### Task statement
Pick out every line below that contains the word "eyebrow" and copy each of those lines.

### Information supplied

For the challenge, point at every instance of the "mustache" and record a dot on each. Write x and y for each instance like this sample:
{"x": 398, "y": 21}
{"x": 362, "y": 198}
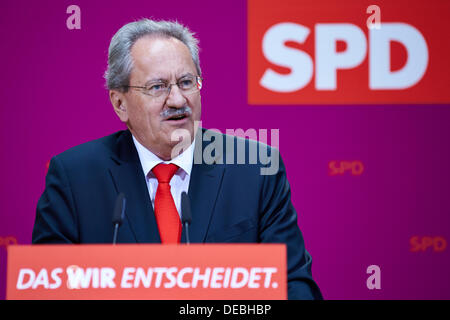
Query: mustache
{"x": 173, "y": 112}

...

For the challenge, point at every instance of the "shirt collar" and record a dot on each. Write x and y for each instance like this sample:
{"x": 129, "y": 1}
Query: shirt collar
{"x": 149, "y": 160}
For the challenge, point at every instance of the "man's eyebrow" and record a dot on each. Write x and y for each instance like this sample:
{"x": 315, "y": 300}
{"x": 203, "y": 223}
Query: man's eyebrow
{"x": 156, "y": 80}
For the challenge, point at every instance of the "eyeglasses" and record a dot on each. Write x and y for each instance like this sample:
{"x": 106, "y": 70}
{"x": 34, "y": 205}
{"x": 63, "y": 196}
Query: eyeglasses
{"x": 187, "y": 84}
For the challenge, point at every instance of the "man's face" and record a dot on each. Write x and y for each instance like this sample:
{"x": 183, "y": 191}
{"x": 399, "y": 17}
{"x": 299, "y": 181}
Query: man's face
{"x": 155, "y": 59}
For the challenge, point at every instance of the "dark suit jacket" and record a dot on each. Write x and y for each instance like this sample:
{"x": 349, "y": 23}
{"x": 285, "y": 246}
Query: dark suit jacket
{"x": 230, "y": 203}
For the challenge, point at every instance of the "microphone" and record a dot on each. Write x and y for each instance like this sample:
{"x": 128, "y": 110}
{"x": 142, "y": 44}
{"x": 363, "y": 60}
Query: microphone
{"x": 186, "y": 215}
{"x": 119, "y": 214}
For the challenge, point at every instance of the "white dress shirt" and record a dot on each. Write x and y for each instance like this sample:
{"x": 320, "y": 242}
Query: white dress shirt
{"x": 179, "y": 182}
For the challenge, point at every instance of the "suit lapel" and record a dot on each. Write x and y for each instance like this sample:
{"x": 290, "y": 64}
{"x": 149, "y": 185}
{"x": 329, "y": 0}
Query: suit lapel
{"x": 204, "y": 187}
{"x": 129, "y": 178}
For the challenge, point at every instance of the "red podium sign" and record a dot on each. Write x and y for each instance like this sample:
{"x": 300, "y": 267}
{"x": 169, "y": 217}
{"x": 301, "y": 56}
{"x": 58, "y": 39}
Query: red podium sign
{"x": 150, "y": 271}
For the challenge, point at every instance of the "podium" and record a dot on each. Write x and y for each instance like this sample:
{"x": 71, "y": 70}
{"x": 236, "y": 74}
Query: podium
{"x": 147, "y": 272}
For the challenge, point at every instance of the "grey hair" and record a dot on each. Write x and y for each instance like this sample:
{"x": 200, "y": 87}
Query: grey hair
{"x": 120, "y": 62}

* * *

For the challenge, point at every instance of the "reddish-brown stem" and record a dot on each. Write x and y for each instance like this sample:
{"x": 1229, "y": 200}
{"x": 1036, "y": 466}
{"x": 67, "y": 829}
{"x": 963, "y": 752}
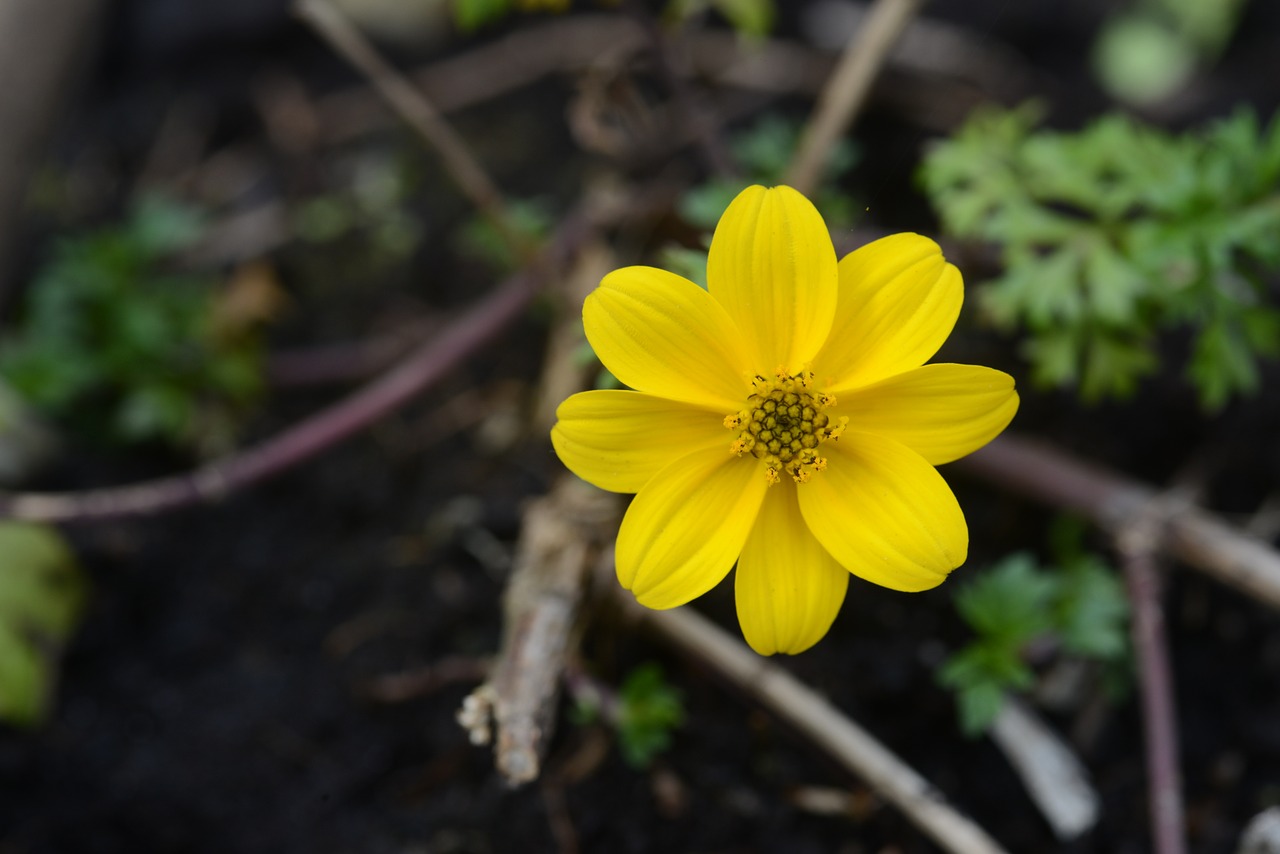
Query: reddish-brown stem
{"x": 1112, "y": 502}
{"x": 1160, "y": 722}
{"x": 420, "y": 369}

### Answer to this exercise
For the challenge, point at every instance of the "man's eyebrow" and record a dot on each. Write x and y for each instance like this sample:
Query: man's eyebrow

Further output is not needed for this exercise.